■ Passage for review ■

────────

Indoor Air

In Indoor Air Quality on March 14, 2012 at 2:23 pm

To all my followers: Please pass along my blog address to all your friends and family. I’d appreciate it!

Have you been suffering from:
•    Insomnia
•    Allergies
•    Colds
•    Headaches
•    Fatigue
•    Lack of concentration
•    Asthma
•    All of the above

Research has found that many health related problems are directly related to the air in our homes. Back in the 1970’s we started caulking, insulating and sealing up our houses to save energy (read that as “save money”). Our old drafty homes may have been expensive to heat but the infiltrating air made the air indoors cleaner and safer.

Add to the equation that each household uses a lot more cleaning products and chemicals than we did back then. The majority of these products contain what is now referred to as Volatile Organic Compounds or VOC’s. VOC’s are the off gassing of chemicals in items such as cleaning products, draperies, furniture, paints, pesticides, repellants, bleach, cologne and aerosol sprays. It’s a wonder we aren’t gasping for breath at home.

────────

■ Source data ■
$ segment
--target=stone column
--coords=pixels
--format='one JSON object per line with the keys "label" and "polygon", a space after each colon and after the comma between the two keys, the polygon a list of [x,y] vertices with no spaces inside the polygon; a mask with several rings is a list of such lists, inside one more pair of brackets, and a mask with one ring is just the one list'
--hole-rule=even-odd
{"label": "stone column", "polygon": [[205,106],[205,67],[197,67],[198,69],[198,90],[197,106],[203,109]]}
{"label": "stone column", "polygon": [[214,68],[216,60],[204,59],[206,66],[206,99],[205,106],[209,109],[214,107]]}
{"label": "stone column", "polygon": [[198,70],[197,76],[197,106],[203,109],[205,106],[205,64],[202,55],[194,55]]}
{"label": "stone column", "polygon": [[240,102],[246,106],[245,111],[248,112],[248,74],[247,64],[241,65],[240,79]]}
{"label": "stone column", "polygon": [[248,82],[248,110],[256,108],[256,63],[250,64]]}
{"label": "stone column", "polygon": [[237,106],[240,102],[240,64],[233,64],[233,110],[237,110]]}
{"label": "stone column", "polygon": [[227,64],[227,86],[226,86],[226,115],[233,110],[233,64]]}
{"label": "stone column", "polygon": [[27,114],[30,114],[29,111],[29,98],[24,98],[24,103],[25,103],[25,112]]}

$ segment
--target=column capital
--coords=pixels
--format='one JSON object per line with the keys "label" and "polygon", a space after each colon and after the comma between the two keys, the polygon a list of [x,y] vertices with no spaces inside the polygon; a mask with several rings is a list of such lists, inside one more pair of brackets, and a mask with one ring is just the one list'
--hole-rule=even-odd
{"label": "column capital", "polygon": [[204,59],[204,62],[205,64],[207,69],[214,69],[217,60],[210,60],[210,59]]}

────────

■ Problem ■
From the indoor air post above, transcribe the part that begins with the words "Add to the equation" and ends with "breath at home.".

■ Exercise output ■
Add to the equation that each household uses a lot more cleaning products and chemicals than we did back then. The majority of these products contain what is now referred to as Volatile Organic Compounds or VOC’s. VOC’s are the off gassing of chemicals in items such as cleaning products, draperies, furniture, paints, pesticides, repellants, bleach, cologne and aerosol sprays. It’s a wonder we aren’t gasping for breath at home.